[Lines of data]
-- Start --
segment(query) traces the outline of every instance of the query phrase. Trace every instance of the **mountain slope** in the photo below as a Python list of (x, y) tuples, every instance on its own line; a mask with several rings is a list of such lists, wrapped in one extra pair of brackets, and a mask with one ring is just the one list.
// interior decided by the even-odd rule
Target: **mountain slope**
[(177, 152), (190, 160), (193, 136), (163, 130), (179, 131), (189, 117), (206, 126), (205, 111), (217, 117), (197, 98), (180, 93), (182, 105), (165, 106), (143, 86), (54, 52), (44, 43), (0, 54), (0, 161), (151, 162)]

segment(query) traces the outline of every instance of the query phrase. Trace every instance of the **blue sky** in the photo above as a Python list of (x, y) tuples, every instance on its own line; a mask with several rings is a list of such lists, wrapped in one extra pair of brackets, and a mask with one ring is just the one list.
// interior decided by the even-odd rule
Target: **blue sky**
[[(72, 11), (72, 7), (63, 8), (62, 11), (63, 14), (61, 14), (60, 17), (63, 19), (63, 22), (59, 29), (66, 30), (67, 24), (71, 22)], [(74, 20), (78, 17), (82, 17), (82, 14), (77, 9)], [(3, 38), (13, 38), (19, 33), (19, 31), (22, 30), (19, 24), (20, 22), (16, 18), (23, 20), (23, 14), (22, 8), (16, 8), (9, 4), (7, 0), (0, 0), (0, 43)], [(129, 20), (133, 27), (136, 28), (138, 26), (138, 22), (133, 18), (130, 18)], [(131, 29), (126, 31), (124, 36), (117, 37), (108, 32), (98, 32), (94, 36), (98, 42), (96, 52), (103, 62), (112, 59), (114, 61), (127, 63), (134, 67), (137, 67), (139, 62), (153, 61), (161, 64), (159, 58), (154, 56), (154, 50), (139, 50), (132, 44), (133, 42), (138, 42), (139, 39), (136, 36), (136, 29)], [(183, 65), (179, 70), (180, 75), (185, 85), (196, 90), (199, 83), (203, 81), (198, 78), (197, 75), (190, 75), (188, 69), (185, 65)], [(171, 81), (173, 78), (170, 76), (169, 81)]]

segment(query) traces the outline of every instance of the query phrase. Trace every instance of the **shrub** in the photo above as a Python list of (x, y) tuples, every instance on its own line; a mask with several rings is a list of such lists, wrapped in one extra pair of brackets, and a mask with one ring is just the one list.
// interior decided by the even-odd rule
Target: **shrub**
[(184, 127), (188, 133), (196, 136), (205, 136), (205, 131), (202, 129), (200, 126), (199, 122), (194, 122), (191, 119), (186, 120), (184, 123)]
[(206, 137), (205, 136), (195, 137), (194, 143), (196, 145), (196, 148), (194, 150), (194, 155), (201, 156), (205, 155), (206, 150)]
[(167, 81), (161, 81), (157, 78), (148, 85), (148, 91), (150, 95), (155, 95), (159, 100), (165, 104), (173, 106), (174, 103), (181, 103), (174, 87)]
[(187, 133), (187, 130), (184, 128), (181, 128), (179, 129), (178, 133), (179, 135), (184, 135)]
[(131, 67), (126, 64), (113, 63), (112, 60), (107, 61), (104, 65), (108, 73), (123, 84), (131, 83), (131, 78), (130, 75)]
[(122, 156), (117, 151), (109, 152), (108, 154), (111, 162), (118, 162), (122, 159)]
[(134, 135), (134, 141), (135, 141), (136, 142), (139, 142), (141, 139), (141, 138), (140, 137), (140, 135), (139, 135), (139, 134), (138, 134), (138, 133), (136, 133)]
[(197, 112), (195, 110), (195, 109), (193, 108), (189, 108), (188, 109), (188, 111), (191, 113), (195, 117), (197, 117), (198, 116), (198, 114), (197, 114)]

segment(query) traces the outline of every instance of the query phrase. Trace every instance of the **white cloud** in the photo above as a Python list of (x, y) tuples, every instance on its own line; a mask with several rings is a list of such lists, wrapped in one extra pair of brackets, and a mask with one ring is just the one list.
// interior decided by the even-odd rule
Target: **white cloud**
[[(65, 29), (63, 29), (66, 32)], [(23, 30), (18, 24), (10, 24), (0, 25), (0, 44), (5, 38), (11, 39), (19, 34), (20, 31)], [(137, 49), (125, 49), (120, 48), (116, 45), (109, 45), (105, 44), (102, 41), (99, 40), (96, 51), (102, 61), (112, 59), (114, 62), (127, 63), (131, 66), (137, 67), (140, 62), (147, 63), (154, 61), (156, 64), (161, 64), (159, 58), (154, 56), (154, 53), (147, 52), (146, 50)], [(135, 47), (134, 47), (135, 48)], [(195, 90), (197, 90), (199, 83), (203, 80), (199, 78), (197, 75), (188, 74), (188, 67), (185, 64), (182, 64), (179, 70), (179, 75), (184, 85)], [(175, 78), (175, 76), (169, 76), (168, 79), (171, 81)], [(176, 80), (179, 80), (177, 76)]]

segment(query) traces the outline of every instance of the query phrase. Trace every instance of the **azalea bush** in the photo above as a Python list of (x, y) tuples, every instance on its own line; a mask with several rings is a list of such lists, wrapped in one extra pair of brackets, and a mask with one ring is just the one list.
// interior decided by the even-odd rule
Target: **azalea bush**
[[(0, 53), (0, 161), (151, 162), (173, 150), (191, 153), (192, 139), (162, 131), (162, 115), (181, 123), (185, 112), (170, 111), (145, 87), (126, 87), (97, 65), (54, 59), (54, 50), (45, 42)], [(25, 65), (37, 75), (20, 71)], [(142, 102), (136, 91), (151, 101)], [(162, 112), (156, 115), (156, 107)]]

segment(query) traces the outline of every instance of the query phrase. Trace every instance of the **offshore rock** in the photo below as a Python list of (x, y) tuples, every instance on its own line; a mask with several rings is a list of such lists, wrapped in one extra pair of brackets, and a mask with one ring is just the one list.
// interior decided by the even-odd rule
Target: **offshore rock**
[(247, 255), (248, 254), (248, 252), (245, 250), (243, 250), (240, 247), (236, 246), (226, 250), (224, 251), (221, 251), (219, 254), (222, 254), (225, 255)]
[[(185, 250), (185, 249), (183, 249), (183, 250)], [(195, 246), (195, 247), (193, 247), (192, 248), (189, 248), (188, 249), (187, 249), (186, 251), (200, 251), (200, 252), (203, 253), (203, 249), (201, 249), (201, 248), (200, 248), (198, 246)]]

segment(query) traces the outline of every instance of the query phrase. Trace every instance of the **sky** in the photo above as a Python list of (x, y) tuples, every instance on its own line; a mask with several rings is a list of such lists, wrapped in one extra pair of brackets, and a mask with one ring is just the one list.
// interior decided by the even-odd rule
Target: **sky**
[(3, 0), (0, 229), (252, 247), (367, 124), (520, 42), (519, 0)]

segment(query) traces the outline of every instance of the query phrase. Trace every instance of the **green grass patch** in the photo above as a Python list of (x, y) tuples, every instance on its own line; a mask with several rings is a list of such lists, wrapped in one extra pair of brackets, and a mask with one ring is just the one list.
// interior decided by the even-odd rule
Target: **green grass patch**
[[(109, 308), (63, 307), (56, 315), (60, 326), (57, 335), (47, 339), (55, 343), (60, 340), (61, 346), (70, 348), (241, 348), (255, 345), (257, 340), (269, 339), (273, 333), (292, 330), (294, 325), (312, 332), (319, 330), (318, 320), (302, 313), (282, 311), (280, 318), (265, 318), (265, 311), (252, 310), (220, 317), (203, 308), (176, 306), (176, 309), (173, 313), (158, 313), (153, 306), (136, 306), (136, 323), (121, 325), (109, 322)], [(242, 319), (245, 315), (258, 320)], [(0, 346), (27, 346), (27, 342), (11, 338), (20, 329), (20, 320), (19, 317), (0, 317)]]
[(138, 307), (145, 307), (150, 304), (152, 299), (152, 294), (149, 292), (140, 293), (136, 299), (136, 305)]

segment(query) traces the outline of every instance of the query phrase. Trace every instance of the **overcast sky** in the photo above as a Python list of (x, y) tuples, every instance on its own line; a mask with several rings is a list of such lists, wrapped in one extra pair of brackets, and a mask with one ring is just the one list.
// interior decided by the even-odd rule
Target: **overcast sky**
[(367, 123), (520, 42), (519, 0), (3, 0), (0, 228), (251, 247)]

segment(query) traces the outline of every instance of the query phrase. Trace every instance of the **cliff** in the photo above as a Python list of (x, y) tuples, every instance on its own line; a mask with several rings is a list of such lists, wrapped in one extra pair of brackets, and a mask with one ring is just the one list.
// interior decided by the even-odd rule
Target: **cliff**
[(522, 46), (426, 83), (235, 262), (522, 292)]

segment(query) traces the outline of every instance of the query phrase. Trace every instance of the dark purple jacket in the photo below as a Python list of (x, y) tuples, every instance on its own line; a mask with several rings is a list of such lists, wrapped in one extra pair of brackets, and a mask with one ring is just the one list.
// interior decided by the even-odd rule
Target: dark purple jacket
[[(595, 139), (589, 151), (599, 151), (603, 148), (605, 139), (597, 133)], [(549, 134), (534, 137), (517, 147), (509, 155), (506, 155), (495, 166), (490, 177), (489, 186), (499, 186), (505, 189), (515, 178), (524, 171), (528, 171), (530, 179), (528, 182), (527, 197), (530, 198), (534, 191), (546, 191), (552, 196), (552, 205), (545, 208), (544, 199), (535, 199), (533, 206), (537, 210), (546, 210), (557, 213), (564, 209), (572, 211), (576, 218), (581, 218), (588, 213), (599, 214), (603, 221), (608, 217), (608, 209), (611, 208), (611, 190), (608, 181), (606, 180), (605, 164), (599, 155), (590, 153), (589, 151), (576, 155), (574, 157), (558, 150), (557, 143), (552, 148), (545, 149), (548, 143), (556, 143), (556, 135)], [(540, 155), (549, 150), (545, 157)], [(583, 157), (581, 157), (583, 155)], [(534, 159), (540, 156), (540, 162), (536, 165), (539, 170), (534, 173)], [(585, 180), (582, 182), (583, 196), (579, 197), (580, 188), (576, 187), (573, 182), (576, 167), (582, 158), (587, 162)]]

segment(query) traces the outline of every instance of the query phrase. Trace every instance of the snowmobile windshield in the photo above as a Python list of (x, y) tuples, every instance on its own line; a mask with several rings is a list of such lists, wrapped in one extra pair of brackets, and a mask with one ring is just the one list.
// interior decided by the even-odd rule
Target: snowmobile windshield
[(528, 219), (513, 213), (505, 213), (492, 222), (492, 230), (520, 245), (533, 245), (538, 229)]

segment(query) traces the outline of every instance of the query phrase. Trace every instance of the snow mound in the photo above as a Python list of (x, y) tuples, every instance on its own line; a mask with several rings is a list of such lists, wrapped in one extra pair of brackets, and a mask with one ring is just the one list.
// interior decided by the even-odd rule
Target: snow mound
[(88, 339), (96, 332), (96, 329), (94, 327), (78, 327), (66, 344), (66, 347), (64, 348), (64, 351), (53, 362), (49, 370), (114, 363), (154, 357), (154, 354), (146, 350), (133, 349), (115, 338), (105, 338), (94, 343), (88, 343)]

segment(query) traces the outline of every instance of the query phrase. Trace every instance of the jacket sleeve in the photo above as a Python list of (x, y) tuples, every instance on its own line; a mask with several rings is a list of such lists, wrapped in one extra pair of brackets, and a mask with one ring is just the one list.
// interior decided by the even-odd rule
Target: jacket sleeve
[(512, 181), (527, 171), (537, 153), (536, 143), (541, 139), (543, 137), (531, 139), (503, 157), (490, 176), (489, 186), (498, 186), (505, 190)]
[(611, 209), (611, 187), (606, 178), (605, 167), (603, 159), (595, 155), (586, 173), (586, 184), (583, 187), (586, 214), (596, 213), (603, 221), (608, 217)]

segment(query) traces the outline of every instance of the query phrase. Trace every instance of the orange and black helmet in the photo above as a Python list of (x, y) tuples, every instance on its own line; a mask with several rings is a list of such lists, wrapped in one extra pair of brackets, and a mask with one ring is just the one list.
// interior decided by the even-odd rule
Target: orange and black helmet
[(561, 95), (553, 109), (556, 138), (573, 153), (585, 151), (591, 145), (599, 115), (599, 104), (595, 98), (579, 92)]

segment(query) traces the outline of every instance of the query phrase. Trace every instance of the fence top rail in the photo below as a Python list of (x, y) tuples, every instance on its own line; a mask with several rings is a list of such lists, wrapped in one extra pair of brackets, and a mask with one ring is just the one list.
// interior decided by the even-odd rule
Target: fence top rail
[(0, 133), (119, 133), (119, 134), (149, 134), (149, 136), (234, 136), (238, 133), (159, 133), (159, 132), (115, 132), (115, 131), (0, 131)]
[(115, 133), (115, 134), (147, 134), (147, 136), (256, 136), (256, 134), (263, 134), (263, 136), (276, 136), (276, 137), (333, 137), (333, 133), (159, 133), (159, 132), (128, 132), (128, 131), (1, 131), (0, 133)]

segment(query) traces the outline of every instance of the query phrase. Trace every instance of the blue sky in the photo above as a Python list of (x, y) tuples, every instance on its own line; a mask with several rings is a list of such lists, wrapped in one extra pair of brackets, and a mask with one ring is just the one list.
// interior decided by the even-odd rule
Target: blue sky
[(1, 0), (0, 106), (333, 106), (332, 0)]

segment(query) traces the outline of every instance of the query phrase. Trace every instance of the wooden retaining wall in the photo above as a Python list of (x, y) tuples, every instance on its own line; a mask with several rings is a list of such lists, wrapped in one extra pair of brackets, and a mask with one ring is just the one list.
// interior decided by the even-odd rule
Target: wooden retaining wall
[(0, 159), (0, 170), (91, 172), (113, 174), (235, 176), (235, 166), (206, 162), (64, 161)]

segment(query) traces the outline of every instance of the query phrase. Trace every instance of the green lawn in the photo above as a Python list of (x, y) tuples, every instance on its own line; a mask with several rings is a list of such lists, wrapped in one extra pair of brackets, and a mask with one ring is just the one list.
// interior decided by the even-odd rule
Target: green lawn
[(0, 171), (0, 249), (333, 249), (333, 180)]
-- End --
**What you have to do:**
Convert everything from the start of the records above down through the line containing "161), (151, 162)]" into a JSON list of strings, one string per line, leaving out blank lines.

**Exercise answer:**
[
  "segment(query) traces the outline of every instance of the query phrase. Trace every instance of the **mountain slope** in the photo below as a Python list of (x, y) tuples, every instance on its own line; a mask with several rings is a list of such lists, wrapped in one extra pair of brackets, and a mask with one ring is just the one list.",
  "// interior decided by the even-odd rule",
  "Target: **mountain slope**",
  "[(177, 152), (190, 160), (193, 136), (163, 130), (179, 131), (189, 117), (206, 126), (205, 111), (217, 117), (197, 98), (180, 93), (182, 105), (165, 106), (143, 86), (54, 52), (44, 43), (0, 54), (0, 161), (151, 162)]"
]